| Your goal |
Word for word, copy the lines beginning at the one with "the white countertop?" and ending at the last line below; pictures stay out.

| Spatial localization data |
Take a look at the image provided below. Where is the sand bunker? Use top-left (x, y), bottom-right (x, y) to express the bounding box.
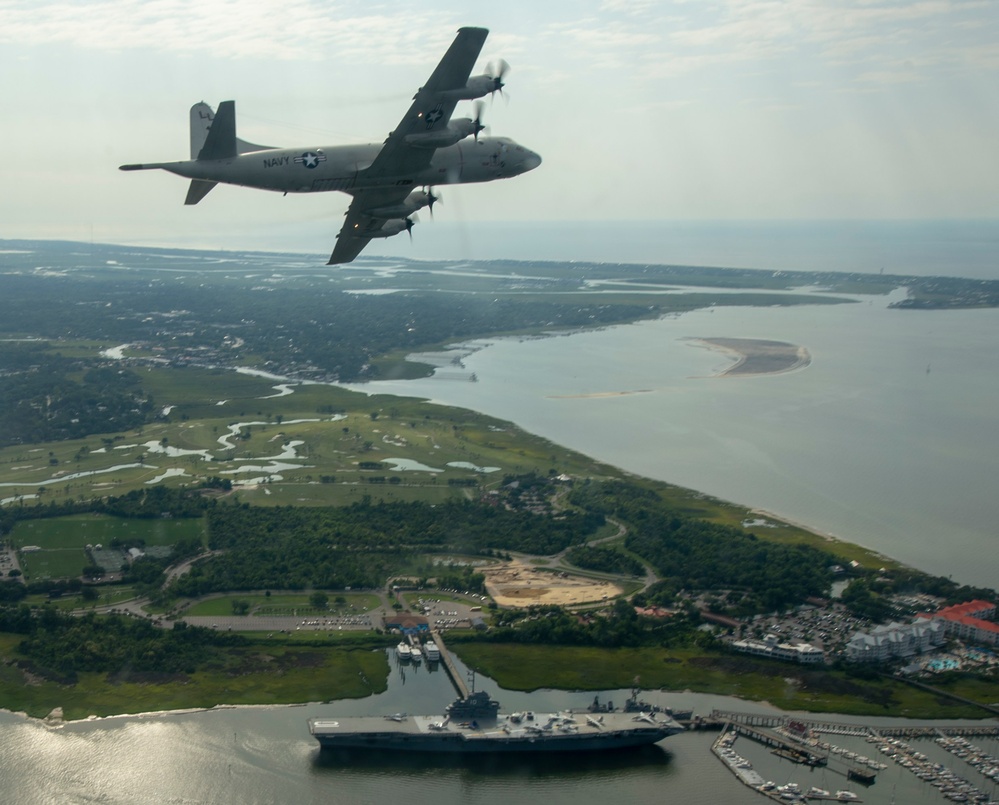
top-left (483, 560), bottom-right (622, 607)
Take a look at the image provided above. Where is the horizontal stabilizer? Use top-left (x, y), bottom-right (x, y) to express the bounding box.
top-left (185, 179), bottom-right (218, 205)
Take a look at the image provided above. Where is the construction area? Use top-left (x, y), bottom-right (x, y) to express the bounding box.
top-left (482, 559), bottom-right (623, 607)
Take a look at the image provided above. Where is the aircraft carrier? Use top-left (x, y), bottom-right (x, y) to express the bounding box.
top-left (309, 688), bottom-right (684, 753)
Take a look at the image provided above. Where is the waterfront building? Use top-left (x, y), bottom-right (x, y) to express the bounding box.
top-left (917, 599), bottom-right (999, 646)
top-left (731, 634), bottom-right (825, 664)
top-left (845, 619), bottom-right (946, 663)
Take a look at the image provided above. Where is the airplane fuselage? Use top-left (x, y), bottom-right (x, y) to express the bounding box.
top-left (155, 136), bottom-right (539, 195)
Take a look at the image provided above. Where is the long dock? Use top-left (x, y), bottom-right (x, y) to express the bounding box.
top-left (710, 710), bottom-right (999, 739)
top-left (430, 629), bottom-right (470, 699)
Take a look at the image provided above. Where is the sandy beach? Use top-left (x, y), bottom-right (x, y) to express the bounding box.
top-left (688, 337), bottom-right (811, 376)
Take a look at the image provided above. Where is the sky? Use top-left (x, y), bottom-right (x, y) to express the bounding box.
top-left (2, 0), bottom-right (998, 262)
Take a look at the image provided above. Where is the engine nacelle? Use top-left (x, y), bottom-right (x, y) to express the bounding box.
top-left (405, 118), bottom-right (479, 149)
top-left (367, 190), bottom-right (432, 219)
top-left (367, 218), bottom-right (413, 239)
top-left (438, 74), bottom-right (497, 101)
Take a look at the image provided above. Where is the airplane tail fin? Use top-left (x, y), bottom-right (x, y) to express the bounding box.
top-left (186, 101), bottom-right (235, 205)
top-left (194, 100), bottom-right (237, 161)
top-left (190, 102), bottom-right (217, 159)
top-left (183, 100), bottom-right (277, 205)
top-left (190, 100), bottom-right (274, 161)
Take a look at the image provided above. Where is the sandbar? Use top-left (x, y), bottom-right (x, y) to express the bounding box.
top-left (547, 390), bottom-right (653, 399)
top-left (688, 337), bottom-right (810, 377)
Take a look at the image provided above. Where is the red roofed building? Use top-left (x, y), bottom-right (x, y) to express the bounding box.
top-left (918, 600), bottom-right (999, 646)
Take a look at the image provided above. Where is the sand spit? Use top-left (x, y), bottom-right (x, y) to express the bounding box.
top-left (689, 337), bottom-right (811, 377)
top-left (546, 390), bottom-right (654, 399)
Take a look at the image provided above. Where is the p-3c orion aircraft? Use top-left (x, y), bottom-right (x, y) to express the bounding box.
top-left (120, 27), bottom-right (541, 264)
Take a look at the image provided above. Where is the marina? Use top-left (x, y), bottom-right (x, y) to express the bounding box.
top-left (710, 712), bottom-right (999, 804)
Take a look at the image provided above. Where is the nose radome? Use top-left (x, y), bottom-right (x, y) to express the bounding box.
top-left (523, 151), bottom-right (542, 171)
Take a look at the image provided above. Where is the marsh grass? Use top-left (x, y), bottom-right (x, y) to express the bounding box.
top-left (452, 643), bottom-right (991, 719)
top-left (0, 637), bottom-right (389, 721)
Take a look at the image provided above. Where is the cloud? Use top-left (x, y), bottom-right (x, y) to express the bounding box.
top-left (539, 0), bottom-right (999, 89)
top-left (0, 1), bottom-right (457, 62)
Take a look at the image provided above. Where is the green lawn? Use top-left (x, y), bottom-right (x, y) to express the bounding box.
top-left (21, 587), bottom-right (140, 611)
top-left (10, 513), bottom-right (205, 550)
top-left (11, 514), bottom-right (205, 581)
top-left (183, 592), bottom-right (382, 617)
top-left (18, 548), bottom-right (88, 580)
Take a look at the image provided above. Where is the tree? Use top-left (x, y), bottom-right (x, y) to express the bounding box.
top-left (309, 591), bottom-right (329, 609)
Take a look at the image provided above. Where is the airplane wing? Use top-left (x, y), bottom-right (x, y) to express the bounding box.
top-left (364, 26), bottom-right (488, 180)
top-left (327, 27), bottom-right (489, 265)
top-left (327, 188), bottom-right (413, 265)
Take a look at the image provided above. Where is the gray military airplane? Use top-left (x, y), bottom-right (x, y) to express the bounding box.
top-left (120, 27), bottom-right (541, 264)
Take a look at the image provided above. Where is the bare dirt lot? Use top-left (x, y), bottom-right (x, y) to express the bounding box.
top-left (483, 560), bottom-right (622, 607)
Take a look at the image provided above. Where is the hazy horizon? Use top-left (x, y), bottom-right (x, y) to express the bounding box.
top-left (8, 218), bottom-right (999, 280)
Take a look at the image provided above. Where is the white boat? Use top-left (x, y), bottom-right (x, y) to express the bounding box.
top-left (410, 645), bottom-right (422, 662)
top-left (424, 640), bottom-right (441, 661)
top-left (396, 642), bottom-right (411, 660)
top-left (835, 792), bottom-right (859, 801)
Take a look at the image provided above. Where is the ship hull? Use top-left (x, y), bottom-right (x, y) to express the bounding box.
top-left (310, 712), bottom-right (681, 754)
top-left (313, 729), bottom-right (673, 753)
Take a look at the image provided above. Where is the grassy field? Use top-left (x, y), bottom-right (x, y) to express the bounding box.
top-left (10, 513), bottom-right (206, 581)
top-left (10, 513), bottom-right (205, 551)
top-left (0, 358), bottom-right (891, 571)
top-left (22, 585), bottom-right (141, 611)
top-left (182, 592), bottom-right (382, 617)
top-left (0, 632), bottom-right (391, 720)
top-left (451, 643), bottom-right (996, 720)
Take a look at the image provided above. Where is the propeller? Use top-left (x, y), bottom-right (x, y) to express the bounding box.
top-left (405, 214), bottom-right (418, 242)
top-left (486, 59), bottom-right (510, 101)
top-left (472, 101), bottom-right (487, 141)
top-left (425, 187), bottom-right (442, 218)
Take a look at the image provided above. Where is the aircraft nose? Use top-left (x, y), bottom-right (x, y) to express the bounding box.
top-left (522, 150), bottom-right (542, 172)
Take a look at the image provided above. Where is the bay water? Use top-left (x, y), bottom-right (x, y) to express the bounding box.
top-left (3, 652), bottom-right (994, 804)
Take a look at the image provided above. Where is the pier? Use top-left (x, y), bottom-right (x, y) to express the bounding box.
top-left (709, 710), bottom-right (999, 740)
top-left (430, 629), bottom-right (470, 699)
top-left (712, 727), bottom-right (862, 803)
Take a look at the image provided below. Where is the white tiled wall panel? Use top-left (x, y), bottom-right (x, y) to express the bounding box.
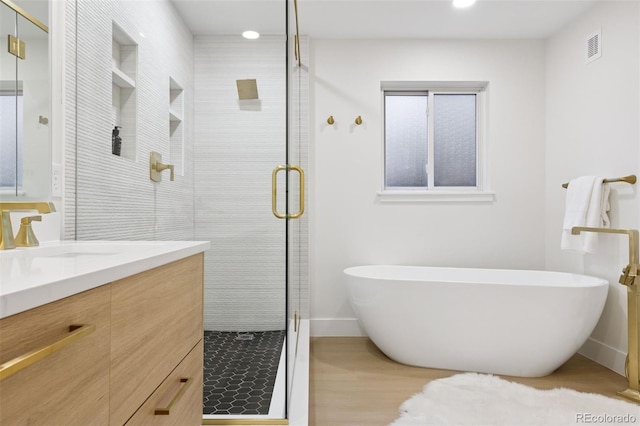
top-left (72, 0), bottom-right (194, 241)
top-left (64, 0), bottom-right (76, 240)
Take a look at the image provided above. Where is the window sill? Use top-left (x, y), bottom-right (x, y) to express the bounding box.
top-left (0, 189), bottom-right (25, 195)
top-left (377, 190), bottom-right (495, 203)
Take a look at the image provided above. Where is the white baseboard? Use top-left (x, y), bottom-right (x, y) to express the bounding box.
top-left (578, 336), bottom-right (626, 377)
top-left (310, 318), bottom-right (366, 336)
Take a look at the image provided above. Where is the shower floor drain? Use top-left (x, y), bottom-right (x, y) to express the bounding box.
top-left (235, 333), bottom-right (255, 341)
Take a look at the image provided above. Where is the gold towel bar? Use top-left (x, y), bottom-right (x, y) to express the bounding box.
top-left (562, 174), bottom-right (637, 189)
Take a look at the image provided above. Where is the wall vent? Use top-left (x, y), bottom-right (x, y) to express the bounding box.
top-left (586, 29), bottom-right (601, 64)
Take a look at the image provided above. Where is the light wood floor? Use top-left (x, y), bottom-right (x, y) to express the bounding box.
top-left (309, 337), bottom-right (631, 426)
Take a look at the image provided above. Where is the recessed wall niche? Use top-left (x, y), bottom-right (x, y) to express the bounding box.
top-left (169, 77), bottom-right (184, 176)
top-left (111, 22), bottom-right (137, 160)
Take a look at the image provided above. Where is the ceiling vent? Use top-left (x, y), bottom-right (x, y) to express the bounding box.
top-left (586, 30), bottom-right (601, 64)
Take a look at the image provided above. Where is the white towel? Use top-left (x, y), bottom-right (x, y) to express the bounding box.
top-left (561, 176), bottom-right (611, 253)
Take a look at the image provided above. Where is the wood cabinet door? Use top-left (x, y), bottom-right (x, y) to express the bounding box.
top-left (125, 340), bottom-right (203, 425)
top-left (0, 285), bottom-right (111, 425)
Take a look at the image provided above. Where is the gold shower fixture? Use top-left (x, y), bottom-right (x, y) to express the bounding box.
top-left (327, 116), bottom-right (335, 125)
top-left (236, 79), bottom-right (259, 100)
top-left (355, 116), bottom-right (363, 125)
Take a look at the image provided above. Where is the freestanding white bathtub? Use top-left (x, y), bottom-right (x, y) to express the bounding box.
top-left (344, 265), bottom-right (609, 377)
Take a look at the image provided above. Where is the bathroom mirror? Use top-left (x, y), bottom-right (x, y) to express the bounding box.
top-left (0, 0), bottom-right (50, 201)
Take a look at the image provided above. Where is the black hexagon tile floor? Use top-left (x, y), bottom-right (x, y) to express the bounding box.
top-left (203, 330), bottom-right (285, 415)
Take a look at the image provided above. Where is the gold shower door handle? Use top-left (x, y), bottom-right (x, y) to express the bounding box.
top-left (272, 165), bottom-right (305, 219)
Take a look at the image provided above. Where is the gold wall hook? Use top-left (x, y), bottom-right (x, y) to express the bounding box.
top-left (355, 115), bottom-right (363, 125)
top-left (327, 116), bottom-right (335, 125)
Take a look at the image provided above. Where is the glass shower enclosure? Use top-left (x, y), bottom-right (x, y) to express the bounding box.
top-left (74, 0), bottom-right (306, 423)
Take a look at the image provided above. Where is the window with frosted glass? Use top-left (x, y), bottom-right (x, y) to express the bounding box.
top-left (384, 93), bottom-right (428, 187)
top-left (383, 87), bottom-right (480, 191)
top-left (433, 94), bottom-right (476, 187)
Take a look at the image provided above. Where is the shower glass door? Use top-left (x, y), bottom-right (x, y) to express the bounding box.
top-left (196, 30), bottom-right (289, 420)
top-left (195, 0), bottom-right (302, 422)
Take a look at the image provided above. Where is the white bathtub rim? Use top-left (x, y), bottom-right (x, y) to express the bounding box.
top-left (343, 265), bottom-right (608, 288)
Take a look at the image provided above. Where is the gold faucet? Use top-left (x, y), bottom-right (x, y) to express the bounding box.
top-left (0, 202), bottom-right (55, 250)
top-left (571, 226), bottom-right (640, 402)
top-left (571, 227), bottom-right (639, 286)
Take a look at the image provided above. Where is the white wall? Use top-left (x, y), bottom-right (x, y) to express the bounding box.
top-left (545, 0), bottom-right (640, 374)
top-left (309, 39), bottom-right (547, 335)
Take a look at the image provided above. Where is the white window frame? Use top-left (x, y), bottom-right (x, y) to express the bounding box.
top-left (378, 81), bottom-right (494, 203)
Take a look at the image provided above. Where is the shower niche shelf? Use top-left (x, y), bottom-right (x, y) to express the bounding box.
top-left (169, 77), bottom-right (184, 176)
top-left (111, 22), bottom-right (137, 160)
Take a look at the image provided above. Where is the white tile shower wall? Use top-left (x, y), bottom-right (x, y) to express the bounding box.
top-left (195, 35), bottom-right (309, 331)
top-left (63, 0), bottom-right (76, 239)
top-left (69, 0), bottom-right (194, 241)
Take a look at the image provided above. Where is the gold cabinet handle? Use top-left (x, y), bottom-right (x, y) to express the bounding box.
top-left (0, 324), bottom-right (96, 381)
top-left (271, 165), bottom-right (305, 220)
top-left (154, 378), bottom-right (193, 415)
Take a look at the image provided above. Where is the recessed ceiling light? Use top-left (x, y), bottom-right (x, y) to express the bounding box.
top-left (242, 30), bottom-right (260, 40)
top-left (453, 0), bottom-right (476, 9)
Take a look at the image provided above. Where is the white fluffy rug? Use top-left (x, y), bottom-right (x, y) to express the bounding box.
top-left (391, 373), bottom-right (640, 425)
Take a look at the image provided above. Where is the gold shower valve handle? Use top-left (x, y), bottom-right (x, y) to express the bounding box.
top-left (150, 151), bottom-right (175, 182)
top-left (327, 116), bottom-right (335, 125)
top-left (157, 163), bottom-right (175, 181)
top-left (355, 115), bottom-right (363, 125)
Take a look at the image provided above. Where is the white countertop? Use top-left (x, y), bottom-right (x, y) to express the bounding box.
top-left (0, 240), bottom-right (210, 319)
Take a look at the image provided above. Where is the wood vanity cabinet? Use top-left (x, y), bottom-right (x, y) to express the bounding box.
top-left (0, 285), bottom-right (111, 425)
top-left (0, 253), bottom-right (204, 426)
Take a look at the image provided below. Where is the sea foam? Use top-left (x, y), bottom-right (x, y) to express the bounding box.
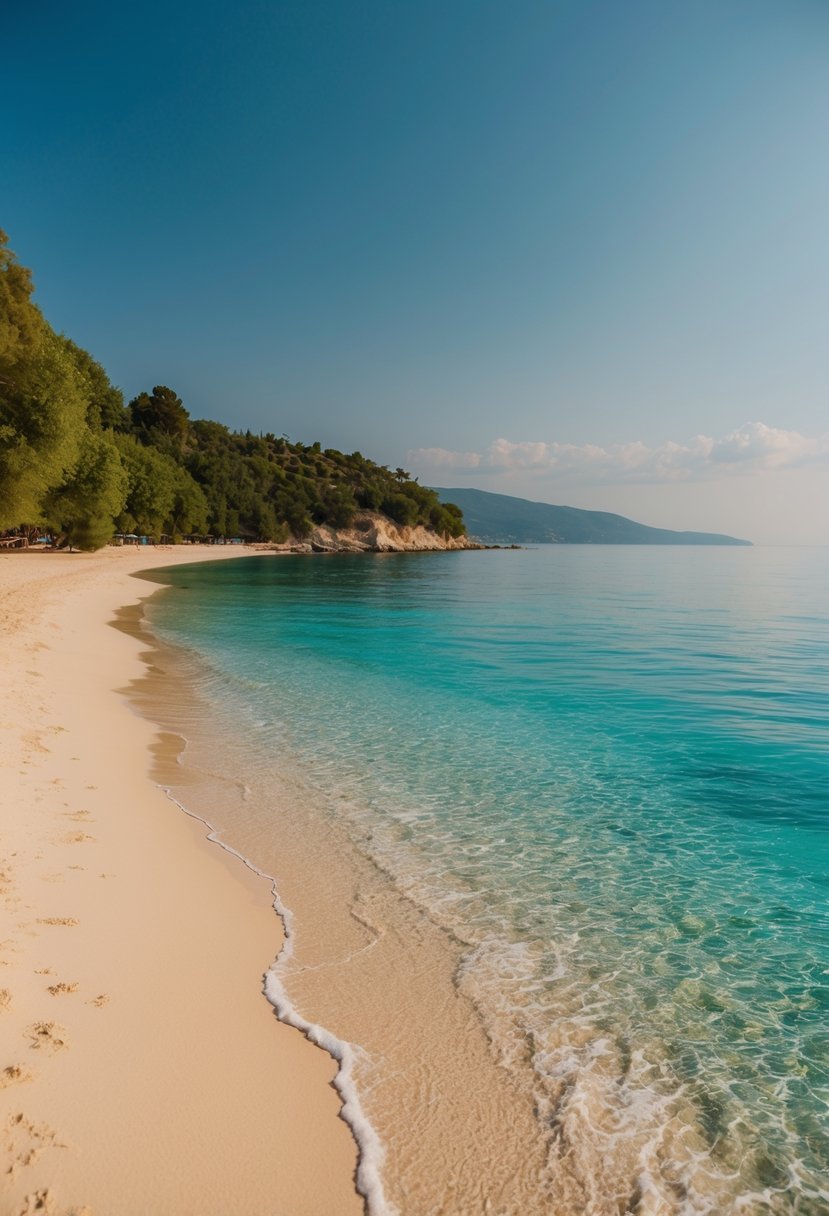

| Result of this exercise |
Take a look at the image provided above. Where is the white countertop? Use top-left (x, y), bottom-right (x, y) to express the bounding box.
top-left (0, 240), bottom-right (210, 319)
Take a look at the image provided above. Where is the wood vanity cabinet? Use top-left (x, y), bottom-right (x, y) to express the bounding box.
top-left (0, 285), bottom-right (111, 425)
top-left (0, 253), bottom-right (204, 426)
Take a look at the image provided below. Where is the sea foam? Use top-left (x, y), bottom-right (x, y) to express the bounding box.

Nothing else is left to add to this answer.